**Work required**
All entries below must be given again word for word.
Segment Open
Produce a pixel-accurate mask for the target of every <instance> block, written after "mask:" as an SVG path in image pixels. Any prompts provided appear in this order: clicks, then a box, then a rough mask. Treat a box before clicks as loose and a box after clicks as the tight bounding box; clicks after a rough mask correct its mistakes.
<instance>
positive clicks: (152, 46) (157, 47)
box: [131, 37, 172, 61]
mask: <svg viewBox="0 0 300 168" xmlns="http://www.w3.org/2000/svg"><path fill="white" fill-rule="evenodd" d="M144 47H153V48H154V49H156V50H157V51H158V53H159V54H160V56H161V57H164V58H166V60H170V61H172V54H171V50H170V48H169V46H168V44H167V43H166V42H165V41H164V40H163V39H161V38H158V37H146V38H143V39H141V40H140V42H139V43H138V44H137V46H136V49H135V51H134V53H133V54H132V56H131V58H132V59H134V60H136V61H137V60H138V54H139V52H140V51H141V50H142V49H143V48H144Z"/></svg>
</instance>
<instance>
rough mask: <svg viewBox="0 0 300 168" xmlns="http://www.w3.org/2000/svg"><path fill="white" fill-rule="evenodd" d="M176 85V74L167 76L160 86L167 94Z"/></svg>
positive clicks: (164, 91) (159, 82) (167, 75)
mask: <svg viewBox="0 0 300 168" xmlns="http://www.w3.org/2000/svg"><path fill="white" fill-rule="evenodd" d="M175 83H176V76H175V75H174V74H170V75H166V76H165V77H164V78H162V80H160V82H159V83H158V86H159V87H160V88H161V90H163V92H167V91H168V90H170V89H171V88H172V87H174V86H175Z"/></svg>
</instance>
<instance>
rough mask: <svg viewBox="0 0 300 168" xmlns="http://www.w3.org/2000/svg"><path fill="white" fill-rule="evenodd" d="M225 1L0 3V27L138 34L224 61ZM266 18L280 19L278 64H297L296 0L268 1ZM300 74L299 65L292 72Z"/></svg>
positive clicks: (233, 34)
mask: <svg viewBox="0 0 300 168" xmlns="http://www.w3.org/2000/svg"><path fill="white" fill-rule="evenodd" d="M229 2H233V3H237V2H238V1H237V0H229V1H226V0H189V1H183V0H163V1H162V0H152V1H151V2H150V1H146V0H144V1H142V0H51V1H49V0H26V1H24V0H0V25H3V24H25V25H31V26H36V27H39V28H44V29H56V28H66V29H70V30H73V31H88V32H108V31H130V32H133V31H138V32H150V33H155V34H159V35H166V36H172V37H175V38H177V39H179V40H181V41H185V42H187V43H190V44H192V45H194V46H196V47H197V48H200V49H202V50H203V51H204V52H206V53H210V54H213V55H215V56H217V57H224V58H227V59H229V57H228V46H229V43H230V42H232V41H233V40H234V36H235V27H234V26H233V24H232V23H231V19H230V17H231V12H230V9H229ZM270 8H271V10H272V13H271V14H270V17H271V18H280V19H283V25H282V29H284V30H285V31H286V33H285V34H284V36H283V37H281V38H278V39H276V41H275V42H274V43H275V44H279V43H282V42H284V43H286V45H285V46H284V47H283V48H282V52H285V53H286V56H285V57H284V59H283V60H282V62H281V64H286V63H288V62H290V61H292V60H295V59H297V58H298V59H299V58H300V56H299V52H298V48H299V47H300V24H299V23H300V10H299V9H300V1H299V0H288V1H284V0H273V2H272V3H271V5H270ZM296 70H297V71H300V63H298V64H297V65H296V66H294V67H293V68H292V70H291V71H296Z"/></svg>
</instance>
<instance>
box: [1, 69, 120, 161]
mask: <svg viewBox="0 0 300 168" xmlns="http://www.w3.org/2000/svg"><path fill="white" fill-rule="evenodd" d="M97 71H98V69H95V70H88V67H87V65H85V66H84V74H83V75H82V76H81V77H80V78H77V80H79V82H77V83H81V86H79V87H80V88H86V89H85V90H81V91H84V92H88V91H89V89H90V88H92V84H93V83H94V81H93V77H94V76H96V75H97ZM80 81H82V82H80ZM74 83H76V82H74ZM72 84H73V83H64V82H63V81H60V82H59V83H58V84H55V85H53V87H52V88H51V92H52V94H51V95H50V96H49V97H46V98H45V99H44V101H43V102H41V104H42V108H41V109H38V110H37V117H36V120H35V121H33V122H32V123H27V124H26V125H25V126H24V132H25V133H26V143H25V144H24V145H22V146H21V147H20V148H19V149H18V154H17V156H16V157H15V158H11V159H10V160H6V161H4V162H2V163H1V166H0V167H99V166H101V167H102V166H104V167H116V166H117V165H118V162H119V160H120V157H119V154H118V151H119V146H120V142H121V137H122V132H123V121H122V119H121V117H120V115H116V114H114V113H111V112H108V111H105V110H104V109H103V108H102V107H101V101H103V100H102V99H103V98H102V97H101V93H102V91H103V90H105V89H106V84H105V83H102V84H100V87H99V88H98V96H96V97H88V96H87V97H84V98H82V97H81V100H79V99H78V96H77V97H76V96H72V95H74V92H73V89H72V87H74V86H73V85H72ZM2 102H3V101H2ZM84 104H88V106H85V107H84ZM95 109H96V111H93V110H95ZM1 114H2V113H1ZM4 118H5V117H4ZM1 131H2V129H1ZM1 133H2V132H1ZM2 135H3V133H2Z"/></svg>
Segment Closed
**Answer to the problem**
Produce a pixel-accurate mask for the target of every <instance> block, written after "mask:" as an SVG path in image pixels. Any prompts provided appear in this order: clicks, then a box, then a rough mask. Treat a box before clicks as loose and a box after clicks as the tight bounding box; clicks after a rough mask correct its mistakes.
<instance>
positive clicks: (152, 46) (157, 47)
box: [131, 37, 172, 61]
mask: <svg viewBox="0 0 300 168" xmlns="http://www.w3.org/2000/svg"><path fill="white" fill-rule="evenodd" d="M144 47H153V48H154V49H156V50H157V51H158V53H159V54H160V56H161V57H164V58H166V60H170V61H172V54H171V50H170V48H169V46H168V44H167V43H166V42H165V41H164V40H163V39H161V38H158V37H146V38H143V39H141V40H140V42H139V43H138V44H137V46H136V49H135V51H134V53H133V54H132V56H131V58H132V59H134V60H136V61H137V60H138V54H139V52H140V51H141V50H142V49H143V48H144Z"/></svg>
</instance>
<instance>
rough mask: <svg viewBox="0 0 300 168" xmlns="http://www.w3.org/2000/svg"><path fill="white" fill-rule="evenodd" d="M176 85V74L167 76L160 86L167 94Z"/></svg>
positive clicks: (164, 91) (159, 82) (167, 75)
mask: <svg viewBox="0 0 300 168" xmlns="http://www.w3.org/2000/svg"><path fill="white" fill-rule="evenodd" d="M175 83H176V76H175V75H174V74H170V75H166V76H165V77H164V78H162V80H160V82H159V83H158V86H159V87H160V88H161V90H163V92H167V91H168V90H170V89H171V88H172V87H174V86H175Z"/></svg>
</instance>
<instance>
rough mask: <svg viewBox="0 0 300 168" xmlns="http://www.w3.org/2000/svg"><path fill="white" fill-rule="evenodd" d="M225 1L0 3V27L138 34L224 61ZM266 18L280 19L278 64H297L296 0L268 1ZM300 74L299 65L292 72Z"/></svg>
positive clicks: (233, 34)
mask: <svg viewBox="0 0 300 168" xmlns="http://www.w3.org/2000/svg"><path fill="white" fill-rule="evenodd" d="M229 2H233V3H237V2H238V1H237V0H229V1H226V0H189V1H183V0H163V1H162V0H152V1H151V2H150V1H146V0H144V1H142V0H51V1H49V0H26V1H24V0H0V25H3V24H25V25H31V26H36V27H39V28H44V29H56V28H66V29H70V30H73V31H88V32H108V31H130V32H133V31H138V32H150V33H155V34H159V35H166V36H172V37H175V38H177V39H179V40H181V41H185V42H187V43H190V44H192V45H194V46H196V47H197V48H200V49H202V50H203V51H204V52H206V53H210V54H213V55H215V56H217V57H224V58H227V59H229V57H228V46H229V43H230V42H232V41H233V40H234V36H235V27H234V26H233V24H232V23H231V19H230V17H231V12H230V9H229ZM270 8H271V10H272V13H271V14H270V17H271V18H280V19H283V25H282V29H284V30H285V31H286V33H285V34H284V36H283V37H281V38H278V39H276V41H275V42H274V43H275V44H279V43H282V42H284V43H286V45H285V46H284V47H283V48H282V52H285V53H286V56H285V57H284V59H283V60H282V62H281V64H286V63H288V62H290V61H292V60H295V59H297V58H298V59H299V58H300V56H299V52H298V48H299V47H300V24H299V23H300V10H299V9H300V1H299V0H288V1H284V0H273V2H272V3H271V5H270ZM296 70H297V71H300V63H298V64H297V65H296V66H294V67H293V68H292V70H291V71H296Z"/></svg>
</instance>
<instance>
box: [1, 69, 120, 161]
mask: <svg viewBox="0 0 300 168" xmlns="http://www.w3.org/2000/svg"><path fill="white" fill-rule="evenodd" d="M97 71H98V69H95V70H88V67H87V65H85V66H84V74H83V75H82V76H81V77H80V78H77V80H79V82H77V83H81V86H79V87H80V88H86V89H85V90H81V91H84V92H88V91H89V89H90V88H92V84H93V83H94V81H93V77H94V76H96V75H97ZM80 81H82V82H80ZM74 83H76V82H74ZM72 84H73V83H64V82H63V81H60V82H59V83H58V84H55V85H53V87H52V88H51V92H52V94H51V95H50V96H49V97H46V98H45V99H44V101H43V102H41V104H42V108H41V109H38V110H37V117H36V120H35V121H33V122H32V123H27V124H26V125H25V126H24V132H25V133H26V143H25V144H24V145H22V146H21V147H20V148H19V149H18V154H17V156H16V157H15V158H11V159H10V160H6V161H4V162H2V163H1V166H0V167H99V166H101V167H102V166H104V167H116V166H117V165H118V162H119V160H120V157H119V154H118V151H119V146H120V142H121V137H122V132H123V121H122V119H121V117H120V115H116V114H114V113H111V112H108V111H105V110H104V109H103V108H102V107H101V101H103V100H102V99H103V98H102V97H101V93H102V91H103V90H105V89H106V84H105V83H102V84H100V87H99V88H98V96H96V97H88V96H87V97H84V98H82V97H81V100H79V99H78V96H77V97H76V96H72V95H74V92H73V89H72V87H74V86H73V85H72ZM2 102H3V101H2ZM84 104H88V106H85V107H84ZM95 109H96V111H93V110H95ZM1 114H2V113H1ZM4 118H5V117H4ZM1 131H2V129H1ZM1 133H2V132H1ZM2 135H3V133H2Z"/></svg>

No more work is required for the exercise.